** Opening DATA block **

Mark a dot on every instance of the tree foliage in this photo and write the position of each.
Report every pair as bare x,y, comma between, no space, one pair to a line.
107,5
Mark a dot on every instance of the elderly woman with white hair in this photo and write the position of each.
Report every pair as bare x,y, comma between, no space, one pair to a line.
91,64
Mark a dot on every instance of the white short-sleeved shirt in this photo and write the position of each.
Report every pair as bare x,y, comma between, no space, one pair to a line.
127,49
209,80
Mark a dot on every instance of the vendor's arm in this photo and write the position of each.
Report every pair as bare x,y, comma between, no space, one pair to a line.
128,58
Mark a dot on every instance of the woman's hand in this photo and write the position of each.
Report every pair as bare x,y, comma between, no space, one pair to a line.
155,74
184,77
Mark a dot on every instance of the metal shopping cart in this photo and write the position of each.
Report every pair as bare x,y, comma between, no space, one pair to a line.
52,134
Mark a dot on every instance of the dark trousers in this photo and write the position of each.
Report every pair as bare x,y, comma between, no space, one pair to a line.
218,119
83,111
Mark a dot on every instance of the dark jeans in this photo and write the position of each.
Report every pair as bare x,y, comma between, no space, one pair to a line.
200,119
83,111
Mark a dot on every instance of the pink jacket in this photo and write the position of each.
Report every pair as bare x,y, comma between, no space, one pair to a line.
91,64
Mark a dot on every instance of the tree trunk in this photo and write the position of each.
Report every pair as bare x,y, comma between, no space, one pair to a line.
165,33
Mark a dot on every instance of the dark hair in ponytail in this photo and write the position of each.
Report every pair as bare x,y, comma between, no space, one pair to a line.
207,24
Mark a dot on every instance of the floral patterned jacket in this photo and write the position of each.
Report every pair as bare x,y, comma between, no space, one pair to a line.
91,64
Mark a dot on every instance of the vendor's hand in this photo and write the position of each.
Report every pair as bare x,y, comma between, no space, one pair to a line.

** Closing DATA block **

- [EXERCISE INSTRUCTIONS]: Your answer should consist of every record, printed exactly as given.

- [TASK OUTPUT]:
Mark a dot on every instance of the tree foliage in this photo and write the position of each.
Report every pair as bare x,y, comma between, no space, one pair to a line.
107,5
Mark a dot on every instance of the elderly woman with white hair in this photo and write the position of each.
Report every pair as bare x,y, comma between, no space, one pair to a line.
91,64
Mark a dot on every instance of the white short-sleeved shirt in this photo and write the position of each.
Report every pair as bare x,y, comma between, no space, one pair to a line.
127,49
209,80
Mark a dot on every instance of the vendor's arm in this photo and write the position of each.
Report every pair as bare x,y, comma between, no space, one pair to a line.
128,58
Mark a dot on every instance of the woman's hand in this photo and write the position of each.
Report every pair as bare x,y, comma between, no space, one pair to a line.
155,74
184,77
Mark a dot on every instance of the metal shopping cart in this photo and write the position of each.
Report every pair as bare x,y, comma between, no space, one pair to a line.
52,134
Mark a dot on every instance of the dark trousers in this photo and write the position of each.
Report every pair as bare x,y, comma between, no space, one pair to a line.
218,119
83,111
Mark a dot on every instance of the dark jeans in this photo and write the position of each.
Report every pair as bare x,y, comma between, no space, one pair to a line.
200,119
83,111
Mark a dot on every instance of the pink jacket in this photo and write the position of each.
Report every pair as bare x,y, comma between, no space, one pair to a line.
91,64
Mark a dot on every instance of the tree trunk in this photo and write the position of each.
Report every pair as bare x,y, comma between, no space, one pair to a line.
165,33
Mark a dot on every instance of the dark hair in ponytail in this photo and write the position of each.
Report every pair as bare x,y, comma between, no space, one pair to a line.
207,24
Mark a dot on every instance of the floral patterned jacket in this photo and write the position of each.
Report every pair as bare x,y, comma between, no space, one pair to a line.
91,64
Mark a dot on every instance of the vendor's hand in this photo and write the position of each.
Report every pair as bare x,y, comma between, no space, one pair to a line.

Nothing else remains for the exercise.